What you are asked to do: Copy out each line featuring the string "building" from the entries beneath.

--- Record excerpts Enclosed Below ---

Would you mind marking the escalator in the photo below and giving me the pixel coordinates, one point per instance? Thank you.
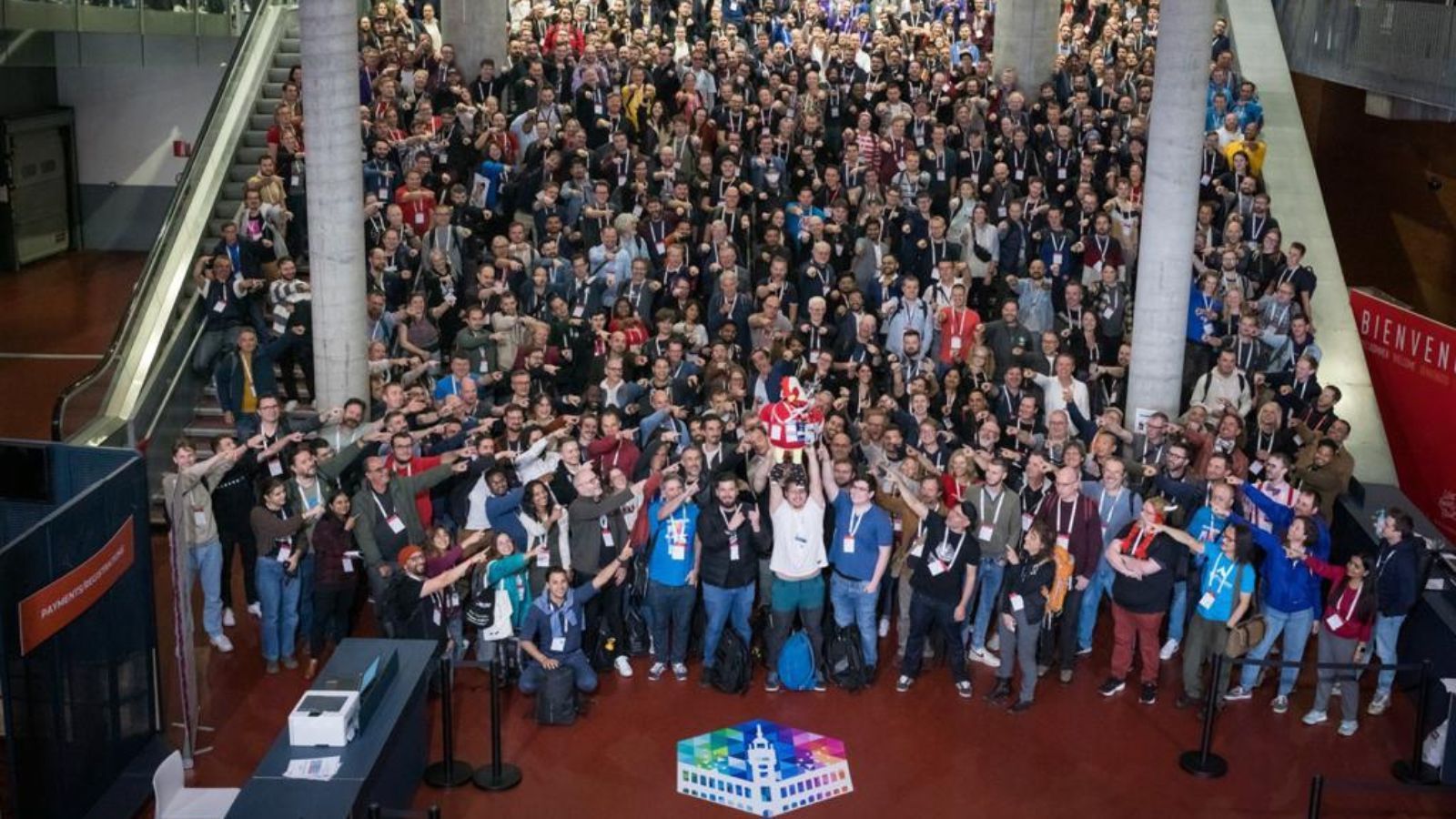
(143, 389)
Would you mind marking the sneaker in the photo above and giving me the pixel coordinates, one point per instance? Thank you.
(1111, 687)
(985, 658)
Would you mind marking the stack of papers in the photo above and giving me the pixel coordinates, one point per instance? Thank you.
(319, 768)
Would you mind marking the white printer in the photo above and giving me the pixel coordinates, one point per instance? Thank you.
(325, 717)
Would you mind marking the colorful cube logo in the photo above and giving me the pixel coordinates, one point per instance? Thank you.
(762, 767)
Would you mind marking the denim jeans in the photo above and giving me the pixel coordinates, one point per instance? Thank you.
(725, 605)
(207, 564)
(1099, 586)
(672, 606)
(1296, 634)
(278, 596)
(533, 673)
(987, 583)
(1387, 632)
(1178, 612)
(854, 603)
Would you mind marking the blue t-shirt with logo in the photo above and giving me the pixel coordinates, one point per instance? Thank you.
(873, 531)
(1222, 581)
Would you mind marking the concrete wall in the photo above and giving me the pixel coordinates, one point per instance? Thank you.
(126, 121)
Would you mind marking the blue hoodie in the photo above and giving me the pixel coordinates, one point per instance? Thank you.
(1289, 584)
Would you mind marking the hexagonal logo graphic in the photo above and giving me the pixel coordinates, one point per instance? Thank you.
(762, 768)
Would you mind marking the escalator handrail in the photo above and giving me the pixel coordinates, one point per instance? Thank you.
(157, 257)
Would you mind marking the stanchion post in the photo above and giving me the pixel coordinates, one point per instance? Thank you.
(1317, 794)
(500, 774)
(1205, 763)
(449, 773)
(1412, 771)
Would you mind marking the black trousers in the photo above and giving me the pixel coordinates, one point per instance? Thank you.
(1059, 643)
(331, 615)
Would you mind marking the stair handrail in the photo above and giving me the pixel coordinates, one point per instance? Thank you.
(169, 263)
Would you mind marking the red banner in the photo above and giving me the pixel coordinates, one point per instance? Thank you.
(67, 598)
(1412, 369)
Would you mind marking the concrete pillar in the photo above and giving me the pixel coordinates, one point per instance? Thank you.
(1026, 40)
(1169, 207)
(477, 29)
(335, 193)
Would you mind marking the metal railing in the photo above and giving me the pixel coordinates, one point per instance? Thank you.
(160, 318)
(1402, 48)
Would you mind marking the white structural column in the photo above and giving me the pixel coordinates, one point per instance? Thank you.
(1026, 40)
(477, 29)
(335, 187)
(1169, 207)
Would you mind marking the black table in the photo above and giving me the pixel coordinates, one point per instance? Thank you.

--- End of Enclosed Record excerpts ---
--- Record excerpts Enclosed Below ---

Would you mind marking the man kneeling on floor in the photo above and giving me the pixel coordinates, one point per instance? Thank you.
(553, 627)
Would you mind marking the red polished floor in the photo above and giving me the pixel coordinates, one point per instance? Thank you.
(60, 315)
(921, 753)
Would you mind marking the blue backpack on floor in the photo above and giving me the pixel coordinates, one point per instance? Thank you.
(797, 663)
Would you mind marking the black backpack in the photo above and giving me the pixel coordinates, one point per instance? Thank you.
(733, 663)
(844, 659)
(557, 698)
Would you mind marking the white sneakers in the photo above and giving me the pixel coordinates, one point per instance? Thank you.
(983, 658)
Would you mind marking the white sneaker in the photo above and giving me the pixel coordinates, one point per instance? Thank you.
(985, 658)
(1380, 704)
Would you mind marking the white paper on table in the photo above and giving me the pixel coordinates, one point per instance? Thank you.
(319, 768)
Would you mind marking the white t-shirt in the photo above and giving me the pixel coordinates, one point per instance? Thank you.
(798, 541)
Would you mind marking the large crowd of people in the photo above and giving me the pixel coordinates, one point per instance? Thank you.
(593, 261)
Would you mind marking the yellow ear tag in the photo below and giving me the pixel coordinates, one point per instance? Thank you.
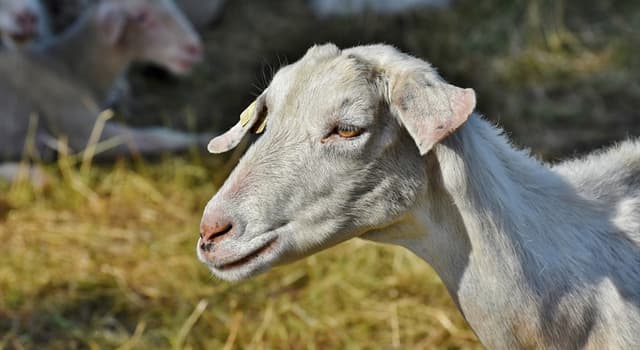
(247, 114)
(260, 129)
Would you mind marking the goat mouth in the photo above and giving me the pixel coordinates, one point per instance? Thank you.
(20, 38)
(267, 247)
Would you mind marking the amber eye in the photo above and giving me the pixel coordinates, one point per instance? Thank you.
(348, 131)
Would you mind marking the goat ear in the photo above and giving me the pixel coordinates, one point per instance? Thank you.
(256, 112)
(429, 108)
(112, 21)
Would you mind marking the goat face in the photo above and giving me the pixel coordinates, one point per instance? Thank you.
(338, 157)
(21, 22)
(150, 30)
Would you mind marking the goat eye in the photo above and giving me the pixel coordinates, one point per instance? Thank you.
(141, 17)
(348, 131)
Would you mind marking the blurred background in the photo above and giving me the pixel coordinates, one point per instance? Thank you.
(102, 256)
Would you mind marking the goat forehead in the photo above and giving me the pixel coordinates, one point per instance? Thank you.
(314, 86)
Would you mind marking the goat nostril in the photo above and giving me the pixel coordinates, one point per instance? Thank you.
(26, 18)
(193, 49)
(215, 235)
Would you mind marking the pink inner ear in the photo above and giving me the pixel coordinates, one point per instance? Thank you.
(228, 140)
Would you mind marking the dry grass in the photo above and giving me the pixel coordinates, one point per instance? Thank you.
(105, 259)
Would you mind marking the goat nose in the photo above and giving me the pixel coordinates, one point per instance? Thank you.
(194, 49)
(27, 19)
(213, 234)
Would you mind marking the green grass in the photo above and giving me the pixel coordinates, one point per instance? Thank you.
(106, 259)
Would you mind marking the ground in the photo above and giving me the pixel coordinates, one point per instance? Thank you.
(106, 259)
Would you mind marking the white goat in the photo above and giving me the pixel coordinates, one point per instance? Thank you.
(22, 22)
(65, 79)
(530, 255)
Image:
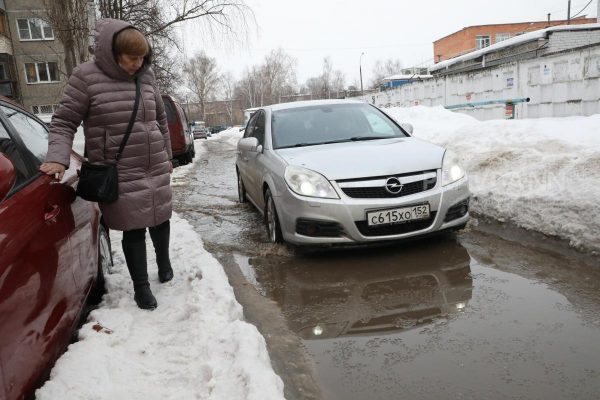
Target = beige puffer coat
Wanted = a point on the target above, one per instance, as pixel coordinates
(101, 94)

--- End of Enclosed Record excerpts ---
--- Record excerpts Enclosed Below ---

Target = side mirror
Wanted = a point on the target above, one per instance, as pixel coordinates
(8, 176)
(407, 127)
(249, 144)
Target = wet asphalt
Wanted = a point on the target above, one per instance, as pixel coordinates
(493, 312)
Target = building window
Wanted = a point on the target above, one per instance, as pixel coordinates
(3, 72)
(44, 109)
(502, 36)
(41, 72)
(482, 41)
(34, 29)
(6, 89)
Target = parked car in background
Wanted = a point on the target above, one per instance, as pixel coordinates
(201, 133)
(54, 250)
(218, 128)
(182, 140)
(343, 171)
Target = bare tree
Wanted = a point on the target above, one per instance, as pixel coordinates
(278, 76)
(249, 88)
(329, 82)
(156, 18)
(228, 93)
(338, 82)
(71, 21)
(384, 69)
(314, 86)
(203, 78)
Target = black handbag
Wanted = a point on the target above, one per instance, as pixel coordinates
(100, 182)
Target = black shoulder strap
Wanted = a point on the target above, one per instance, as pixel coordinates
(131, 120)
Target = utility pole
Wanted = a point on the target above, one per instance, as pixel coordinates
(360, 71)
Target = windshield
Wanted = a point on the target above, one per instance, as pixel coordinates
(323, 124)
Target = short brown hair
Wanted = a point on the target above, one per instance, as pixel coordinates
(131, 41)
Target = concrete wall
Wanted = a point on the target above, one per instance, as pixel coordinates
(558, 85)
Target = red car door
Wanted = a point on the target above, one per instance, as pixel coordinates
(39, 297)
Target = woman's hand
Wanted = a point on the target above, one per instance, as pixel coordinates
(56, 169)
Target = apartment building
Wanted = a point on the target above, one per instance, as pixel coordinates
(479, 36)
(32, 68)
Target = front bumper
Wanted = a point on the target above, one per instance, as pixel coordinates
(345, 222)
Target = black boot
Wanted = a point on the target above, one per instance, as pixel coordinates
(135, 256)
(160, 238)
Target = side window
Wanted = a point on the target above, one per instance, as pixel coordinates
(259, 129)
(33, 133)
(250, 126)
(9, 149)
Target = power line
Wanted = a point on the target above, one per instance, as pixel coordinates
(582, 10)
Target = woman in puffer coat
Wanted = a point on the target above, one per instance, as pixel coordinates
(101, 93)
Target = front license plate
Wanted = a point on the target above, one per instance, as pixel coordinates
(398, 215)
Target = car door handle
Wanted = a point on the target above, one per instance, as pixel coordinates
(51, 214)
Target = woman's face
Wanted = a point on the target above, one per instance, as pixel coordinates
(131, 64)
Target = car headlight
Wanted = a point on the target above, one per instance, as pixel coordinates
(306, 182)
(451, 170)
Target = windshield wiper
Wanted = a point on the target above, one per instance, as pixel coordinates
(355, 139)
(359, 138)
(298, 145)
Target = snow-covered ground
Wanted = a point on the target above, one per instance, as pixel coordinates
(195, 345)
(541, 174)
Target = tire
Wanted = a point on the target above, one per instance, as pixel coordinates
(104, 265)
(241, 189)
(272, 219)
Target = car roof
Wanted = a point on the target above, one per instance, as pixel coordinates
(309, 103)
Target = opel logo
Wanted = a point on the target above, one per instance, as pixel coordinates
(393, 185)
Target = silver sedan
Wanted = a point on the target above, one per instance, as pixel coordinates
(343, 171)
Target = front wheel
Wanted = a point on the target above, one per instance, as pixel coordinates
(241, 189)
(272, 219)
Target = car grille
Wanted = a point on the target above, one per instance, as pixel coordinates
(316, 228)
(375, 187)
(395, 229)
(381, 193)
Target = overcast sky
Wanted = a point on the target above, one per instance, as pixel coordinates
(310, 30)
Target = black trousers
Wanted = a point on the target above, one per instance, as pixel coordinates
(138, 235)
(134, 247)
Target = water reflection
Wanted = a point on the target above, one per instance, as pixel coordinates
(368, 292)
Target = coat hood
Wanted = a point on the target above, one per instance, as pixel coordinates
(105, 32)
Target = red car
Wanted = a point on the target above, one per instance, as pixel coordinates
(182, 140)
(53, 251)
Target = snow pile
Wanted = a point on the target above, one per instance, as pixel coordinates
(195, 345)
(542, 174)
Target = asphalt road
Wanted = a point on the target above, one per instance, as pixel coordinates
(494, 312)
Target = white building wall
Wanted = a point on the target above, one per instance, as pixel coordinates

--- End of Enclosed Record excerpts ---

Solution for this problem:
Target = building window
Target = apartment building
Target = white building wall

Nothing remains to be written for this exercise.